• TASK SET:
a) From the news article on Alcatel-Lucent's profit warning, name every person quoted, with the title or role the article gives each.
b) In the entries, start at the line containing "Where can the wooden" and continue through the end of the entries. Write those lines out again with each "bike" changed to "bicycle" and nothing else altered.

NEW YORK -(Dow Jones)- Alcatel-Lucent's profit warning Thursday reflects how far U.S. wireless companies have come in upgrading their networks - and how much farther telecom equipment suppliers have to go to grow their business.
With a couple major third-generation wireless infrastructure projects nearing completion in the U.S., service providers appear poised to reduce their capital investments. And with fewer U.S. wireless companies to serve and rising competition from Asian suppliers, the growth in the telecom equipment business is coming from emerging markets.
"As a company, [Alcatel-Lucent] needs to diversify their revenues and go into markets that are expanding and are still in their upgrade cycle," said RBC Capital Markets analyst Mark Sue, citing emerging markets in Asia and parts of Europe.
The Paris-based telecommunications vendor cut its full-year revenue forecast - for the third time this year - based on discussions with North American vendors. Alcatel-Lucent warned that it expects revenue to be flat to slightly up at a constant euro/dollar exchange rate for the year. The company also expects its third-quarter operating profit to be "around break-even."
Alcatel-Lucent insists its market position isn't eroding.
"In discussions with our customers, it became clear that there would be less spending than we had anticipated, not because we're losing share, not because we're not executing," Chief Executive Patricia Russo said in an interview with Dow Jones Newswires. "We believe that it's a market spend question for us across a number of customers in North America."
Alcatel-Lucent spokeswoman Mary Lou Ambrus added, "We're not seeing the increase in volume we had anticipated."
The continued struggle at Alcatel-Lucent illustrates the difficulty in the telecom vendor business, which necessitated the trans-Atlantic merger in the first place. Many of its customers are merging, increasing their pricing power at the expense of companies such as Alcatel-Lucent.

• ENTRIES PROVIDED:
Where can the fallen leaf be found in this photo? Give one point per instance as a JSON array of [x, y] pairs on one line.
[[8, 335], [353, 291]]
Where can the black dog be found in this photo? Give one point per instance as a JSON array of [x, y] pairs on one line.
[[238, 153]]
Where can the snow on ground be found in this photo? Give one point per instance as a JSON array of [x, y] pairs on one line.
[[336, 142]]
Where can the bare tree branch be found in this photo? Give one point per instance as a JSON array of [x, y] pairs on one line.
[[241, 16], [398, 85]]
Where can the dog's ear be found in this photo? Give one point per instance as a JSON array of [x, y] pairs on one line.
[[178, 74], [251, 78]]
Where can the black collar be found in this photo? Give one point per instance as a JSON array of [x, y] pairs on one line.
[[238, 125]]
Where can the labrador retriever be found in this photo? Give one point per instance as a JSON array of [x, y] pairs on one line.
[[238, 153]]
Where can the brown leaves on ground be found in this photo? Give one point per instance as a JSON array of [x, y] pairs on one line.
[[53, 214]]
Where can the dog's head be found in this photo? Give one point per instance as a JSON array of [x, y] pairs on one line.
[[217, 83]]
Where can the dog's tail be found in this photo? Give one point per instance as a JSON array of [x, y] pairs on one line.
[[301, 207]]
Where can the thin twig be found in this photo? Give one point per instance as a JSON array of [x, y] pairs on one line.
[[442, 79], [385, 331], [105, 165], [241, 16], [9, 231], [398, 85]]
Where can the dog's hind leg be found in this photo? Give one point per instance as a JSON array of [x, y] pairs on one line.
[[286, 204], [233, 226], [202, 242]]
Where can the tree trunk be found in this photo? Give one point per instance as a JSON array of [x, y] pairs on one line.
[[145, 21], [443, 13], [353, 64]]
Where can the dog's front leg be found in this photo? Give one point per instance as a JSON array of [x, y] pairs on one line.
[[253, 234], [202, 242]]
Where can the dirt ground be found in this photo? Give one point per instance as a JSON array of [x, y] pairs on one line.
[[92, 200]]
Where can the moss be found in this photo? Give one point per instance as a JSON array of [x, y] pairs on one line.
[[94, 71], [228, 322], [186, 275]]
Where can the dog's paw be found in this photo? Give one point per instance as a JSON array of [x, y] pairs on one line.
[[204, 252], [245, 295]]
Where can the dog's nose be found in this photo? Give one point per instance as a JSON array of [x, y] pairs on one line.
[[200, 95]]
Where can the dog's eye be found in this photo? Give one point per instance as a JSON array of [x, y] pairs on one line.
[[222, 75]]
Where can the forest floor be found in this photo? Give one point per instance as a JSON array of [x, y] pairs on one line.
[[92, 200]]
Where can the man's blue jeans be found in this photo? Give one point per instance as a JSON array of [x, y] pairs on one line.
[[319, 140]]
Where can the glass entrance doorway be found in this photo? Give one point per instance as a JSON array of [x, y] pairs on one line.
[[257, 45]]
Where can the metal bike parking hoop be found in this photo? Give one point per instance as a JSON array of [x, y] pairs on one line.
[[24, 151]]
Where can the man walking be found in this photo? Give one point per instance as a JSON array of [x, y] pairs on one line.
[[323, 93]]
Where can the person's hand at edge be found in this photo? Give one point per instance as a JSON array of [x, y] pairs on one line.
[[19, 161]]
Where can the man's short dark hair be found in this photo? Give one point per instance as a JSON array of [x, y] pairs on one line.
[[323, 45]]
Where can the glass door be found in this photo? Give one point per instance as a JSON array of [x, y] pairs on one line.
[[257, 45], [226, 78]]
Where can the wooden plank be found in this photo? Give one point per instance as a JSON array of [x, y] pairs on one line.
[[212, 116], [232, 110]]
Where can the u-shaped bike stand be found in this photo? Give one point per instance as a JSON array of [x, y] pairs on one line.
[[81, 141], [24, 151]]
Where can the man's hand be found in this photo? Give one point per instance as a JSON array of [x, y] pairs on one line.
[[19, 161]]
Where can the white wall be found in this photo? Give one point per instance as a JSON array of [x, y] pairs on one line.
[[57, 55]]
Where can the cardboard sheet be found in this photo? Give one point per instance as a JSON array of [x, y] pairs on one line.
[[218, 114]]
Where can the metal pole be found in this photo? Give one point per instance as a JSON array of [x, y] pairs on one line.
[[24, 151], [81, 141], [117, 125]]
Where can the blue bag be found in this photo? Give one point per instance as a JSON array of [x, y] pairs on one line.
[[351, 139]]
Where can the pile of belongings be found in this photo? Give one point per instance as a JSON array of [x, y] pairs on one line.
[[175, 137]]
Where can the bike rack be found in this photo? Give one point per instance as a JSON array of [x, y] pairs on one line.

• ANSWERS PER TASK:
a)
- Mark Sue, RBC Capital Markets analyst
- Patricia Russo, Chief Executive of Alcatel-Lucent
- Mary Lou Ambrus, Alcatel-Lucent spokeswoman

b)
Where can the wooden plank be found in this photo? Give one point per instance as a JSON array of [x, y] pairs on one line.
[[212, 116], [232, 110]]
Where can the u-shaped bicycle stand be found in this photo? Give one point per instance as a JSON array of [x, y] pairs on one line.
[[81, 141], [24, 151]]
Where can the man's hand be found in this photo? Give one point per instance as a JSON array of [x, y] pairs on one line.
[[19, 161]]
Where can the white wall be found in this photo? Give one point per instance as a JSON array of [x, y] pairs on one line.
[[57, 55]]
Where can the cardboard sheet be found in this photo? Give one point per instance as a JSON array of [x, y] pairs on one line.
[[218, 114]]
Where can the metal pole be found in this photo? Give one point per instance as a JSON array of [x, y] pairs on one line.
[[24, 151], [81, 141], [117, 125]]
Where can the blue bag be found in this photo? Give one point per instance as a JSON array of [x, y] pairs on one line.
[[351, 139]]
Where can the pile of belongings be found in this photo? Give one point per instance as a JSON array of [x, y] pairs on one line.
[[175, 137]]
Where can the bicycle rack be found in this photo? Give one point per instance as a JSON array of [x, y] pairs on one line.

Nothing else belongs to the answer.